── PAGE EXTRACT ──

Lawrence H. Siegel (October 29, 1925 – August 20, 2019) was an American comedy writer and satirist who wrote for television, stage, magazines, records, and books. He won three Emmys as Head Writer during four seasons of The Carol Burnett Show along with one Writers Guild award and a dozen Emmy and Writers Guild nominations for his work in television comedy on shows like Burnett and Laugh-In. He was one of Mad Magazine's top movie satire writers, and a member of the "usual gang of idiots" for almost 33 years as well as one of the earliest humor and satire writers for Playboy. He was also a WWII Veteran, and the only American comedy writer to have ever both won an Emmy and received a Purple Heart.

───
── GIVEN ENTRIES ──

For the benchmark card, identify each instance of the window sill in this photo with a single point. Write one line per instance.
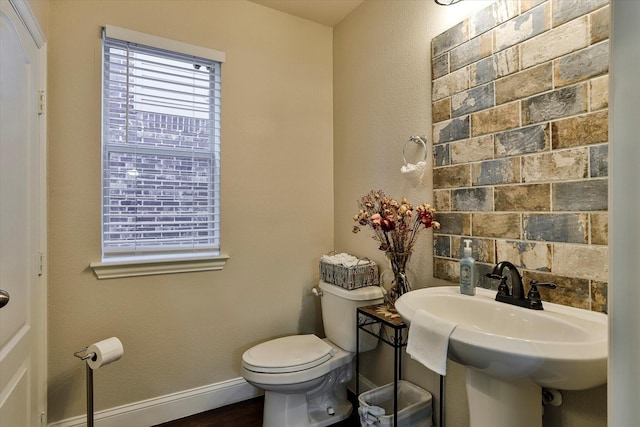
(117, 269)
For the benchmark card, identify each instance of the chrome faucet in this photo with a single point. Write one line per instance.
(516, 295)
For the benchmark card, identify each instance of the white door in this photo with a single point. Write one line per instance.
(22, 339)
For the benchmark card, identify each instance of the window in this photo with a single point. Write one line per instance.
(161, 148)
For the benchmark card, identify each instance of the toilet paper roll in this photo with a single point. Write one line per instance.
(106, 351)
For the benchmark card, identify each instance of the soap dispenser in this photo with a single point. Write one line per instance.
(467, 271)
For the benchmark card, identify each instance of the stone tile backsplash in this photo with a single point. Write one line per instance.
(520, 133)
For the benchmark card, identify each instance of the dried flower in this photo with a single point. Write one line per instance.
(395, 225)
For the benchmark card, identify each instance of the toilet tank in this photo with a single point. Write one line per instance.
(340, 318)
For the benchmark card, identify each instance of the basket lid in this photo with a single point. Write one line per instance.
(360, 294)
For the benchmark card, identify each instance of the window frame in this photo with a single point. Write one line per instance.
(149, 262)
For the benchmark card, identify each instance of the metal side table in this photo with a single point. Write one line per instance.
(391, 331)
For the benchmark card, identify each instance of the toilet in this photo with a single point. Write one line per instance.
(305, 377)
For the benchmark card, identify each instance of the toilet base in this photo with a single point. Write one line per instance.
(297, 414)
(325, 405)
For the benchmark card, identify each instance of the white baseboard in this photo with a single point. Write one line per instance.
(169, 407)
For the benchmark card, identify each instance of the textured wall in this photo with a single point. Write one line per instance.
(520, 128)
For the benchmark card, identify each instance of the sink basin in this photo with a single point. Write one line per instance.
(514, 351)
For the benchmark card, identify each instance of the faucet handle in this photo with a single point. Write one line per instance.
(503, 289)
(533, 296)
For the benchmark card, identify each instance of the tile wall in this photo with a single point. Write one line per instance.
(520, 134)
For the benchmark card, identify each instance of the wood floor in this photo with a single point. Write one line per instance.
(243, 414)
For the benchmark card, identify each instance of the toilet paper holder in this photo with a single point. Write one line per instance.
(83, 355)
(79, 354)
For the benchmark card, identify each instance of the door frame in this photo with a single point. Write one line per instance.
(26, 15)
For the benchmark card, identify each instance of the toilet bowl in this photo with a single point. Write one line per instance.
(305, 377)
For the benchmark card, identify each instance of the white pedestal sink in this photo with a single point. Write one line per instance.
(511, 352)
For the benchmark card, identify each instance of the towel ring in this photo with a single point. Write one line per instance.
(417, 140)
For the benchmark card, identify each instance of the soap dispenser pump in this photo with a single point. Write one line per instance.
(467, 271)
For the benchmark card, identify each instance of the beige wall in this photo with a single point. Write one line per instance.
(382, 95)
(187, 330)
(40, 9)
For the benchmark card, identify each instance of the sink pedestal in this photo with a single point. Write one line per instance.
(497, 402)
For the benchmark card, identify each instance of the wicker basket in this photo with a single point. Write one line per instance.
(364, 273)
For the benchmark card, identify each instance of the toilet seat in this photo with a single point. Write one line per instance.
(287, 354)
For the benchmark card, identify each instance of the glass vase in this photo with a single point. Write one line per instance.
(400, 284)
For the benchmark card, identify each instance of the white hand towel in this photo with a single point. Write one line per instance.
(428, 340)
(414, 173)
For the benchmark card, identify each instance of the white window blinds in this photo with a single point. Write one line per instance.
(161, 152)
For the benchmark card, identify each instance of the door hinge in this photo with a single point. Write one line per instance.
(40, 263)
(41, 102)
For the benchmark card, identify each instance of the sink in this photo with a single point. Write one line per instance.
(511, 352)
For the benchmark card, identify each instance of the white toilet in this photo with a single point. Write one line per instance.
(305, 377)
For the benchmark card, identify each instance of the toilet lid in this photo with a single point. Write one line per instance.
(287, 354)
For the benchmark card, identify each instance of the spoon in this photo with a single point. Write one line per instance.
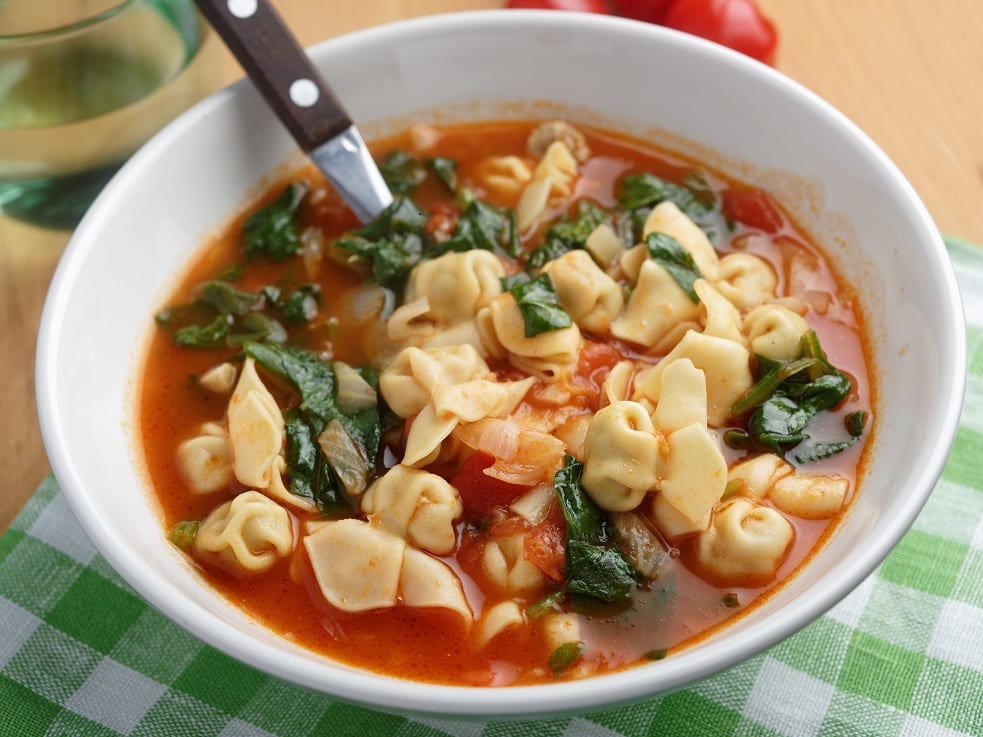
(295, 90)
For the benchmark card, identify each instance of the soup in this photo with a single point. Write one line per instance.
(570, 404)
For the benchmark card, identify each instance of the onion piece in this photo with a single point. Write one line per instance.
(346, 458)
(354, 393)
(643, 547)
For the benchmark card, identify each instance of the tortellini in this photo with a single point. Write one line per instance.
(745, 544)
(671, 523)
(591, 297)
(553, 179)
(425, 581)
(746, 280)
(682, 398)
(500, 617)
(657, 307)
(725, 363)
(757, 475)
(558, 130)
(605, 246)
(456, 285)
(257, 435)
(504, 175)
(468, 401)
(205, 461)
(408, 383)
(722, 320)
(694, 473)
(549, 355)
(505, 565)
(775, 332)
(357, 565)
(246, 535)
(255, 429)
(809, 496)
(419, 506)
(220, 379)
(621, 456)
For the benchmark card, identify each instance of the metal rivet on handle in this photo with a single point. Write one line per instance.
(242, 8)
(304, 93)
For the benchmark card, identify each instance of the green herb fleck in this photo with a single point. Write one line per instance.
(563, 658)
(183, 534)
(549, 603)
(446, 171)
(209, 335)
(854, 423)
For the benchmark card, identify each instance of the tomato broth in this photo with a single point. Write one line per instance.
(682, 602)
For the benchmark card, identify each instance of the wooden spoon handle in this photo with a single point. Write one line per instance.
(278, 66)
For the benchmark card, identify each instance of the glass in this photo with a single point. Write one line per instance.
(83, 83)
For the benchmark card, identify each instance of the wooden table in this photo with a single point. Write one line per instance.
(907, 72)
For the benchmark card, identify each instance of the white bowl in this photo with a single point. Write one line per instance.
(701, 99)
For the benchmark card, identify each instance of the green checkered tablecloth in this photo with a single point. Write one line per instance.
(82, 654)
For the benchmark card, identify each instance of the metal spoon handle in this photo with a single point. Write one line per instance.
(278, 66)
(295, 90)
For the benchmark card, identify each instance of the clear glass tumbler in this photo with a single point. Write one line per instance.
(83, 83)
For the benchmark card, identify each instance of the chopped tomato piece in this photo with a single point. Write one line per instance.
(481, 493)
(594, 356)
(753, 207)
(545, 545)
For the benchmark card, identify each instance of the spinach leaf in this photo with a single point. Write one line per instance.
(446, 171)
(402, 172)
(670, 254)
(272, 231)
(598, 571)
(641, 192)
(310, 376)
(540, 306)
(564, 656)
(257, 326)
(786, 399)
(585, 520)
(487, 227)
(393, 243)
(513, 280)
(568, 234)
(593, 568)
(228, 300)
(647, 190)
(209, 335)
(315, 471)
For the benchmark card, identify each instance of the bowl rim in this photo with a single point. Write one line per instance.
(408, 697)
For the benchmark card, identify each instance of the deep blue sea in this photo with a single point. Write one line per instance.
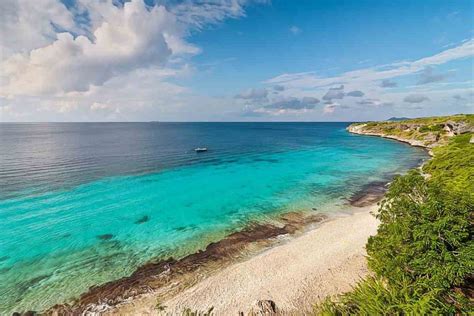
(85, 203)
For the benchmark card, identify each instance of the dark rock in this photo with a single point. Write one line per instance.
(105, 236)
(143, 219)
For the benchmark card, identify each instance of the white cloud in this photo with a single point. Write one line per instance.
(415, 98)
(26, 24)
(253, 94)
(130, 38)
(375, 74)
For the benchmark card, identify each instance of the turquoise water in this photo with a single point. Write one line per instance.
(58, 238)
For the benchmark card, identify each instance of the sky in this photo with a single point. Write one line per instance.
(234, 60)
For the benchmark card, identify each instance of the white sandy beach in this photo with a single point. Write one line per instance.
(296, 274)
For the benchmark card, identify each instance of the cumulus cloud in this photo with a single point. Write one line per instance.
(278, 87)
(253, 94)
(386, 83)
(428, 76)
(26, 25)
(130, 38)
(355, 93)
(368, 76)
(329, 108)
(292, 103)
(415, 98)
(374, 102)
(334, 93)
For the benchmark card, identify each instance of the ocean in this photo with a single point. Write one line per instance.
(86, 203)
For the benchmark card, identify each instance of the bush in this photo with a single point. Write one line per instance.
(423, 254)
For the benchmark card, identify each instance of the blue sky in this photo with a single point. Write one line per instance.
(230, 60)
(333, 37)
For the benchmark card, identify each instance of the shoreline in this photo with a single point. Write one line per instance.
(292, 274)
(165, 279)
(169, 280)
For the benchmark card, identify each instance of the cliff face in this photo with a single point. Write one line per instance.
(423, 132)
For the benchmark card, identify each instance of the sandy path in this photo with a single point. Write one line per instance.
(296, 274)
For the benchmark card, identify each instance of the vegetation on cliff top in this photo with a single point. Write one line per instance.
(422, 257)
(429, 130)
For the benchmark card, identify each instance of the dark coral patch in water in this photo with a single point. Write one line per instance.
(105, 236)
(142, 220)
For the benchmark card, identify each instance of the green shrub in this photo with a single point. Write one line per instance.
(422, 257)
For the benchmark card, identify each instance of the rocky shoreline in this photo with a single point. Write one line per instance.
(360, 129)
(165, 278)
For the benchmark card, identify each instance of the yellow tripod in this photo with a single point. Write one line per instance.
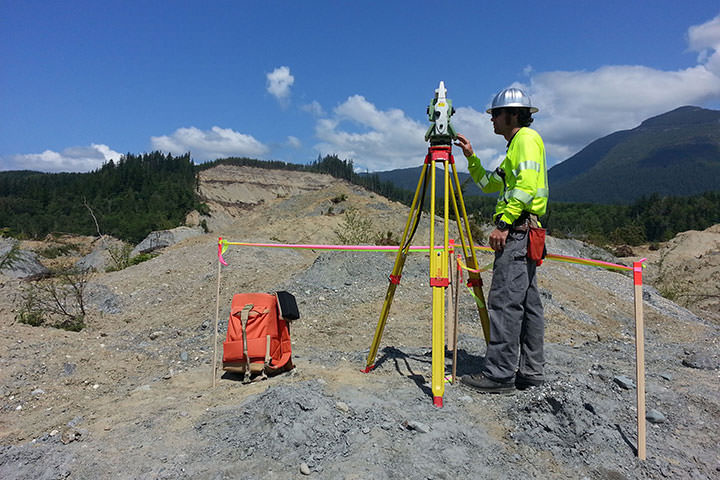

───

• PROBLEMS:
1. Translate this sentence from the biography into Spanish: "He was also a WWII Veteran, and the only American comedy writer to have ever both won an Emmy and received a Purple Heart."
2. Count the lines of the rows that contain the string "dispenser". Give only the number.
The rows have no connection to the biography.

• TASK RESPONSES:
1. También fue veterano de la Segunda Guerra Mundial y el único escritor de comedia estadounidense que haya ganado un Emmy y recibido un Corazón Púrpura.

2. 2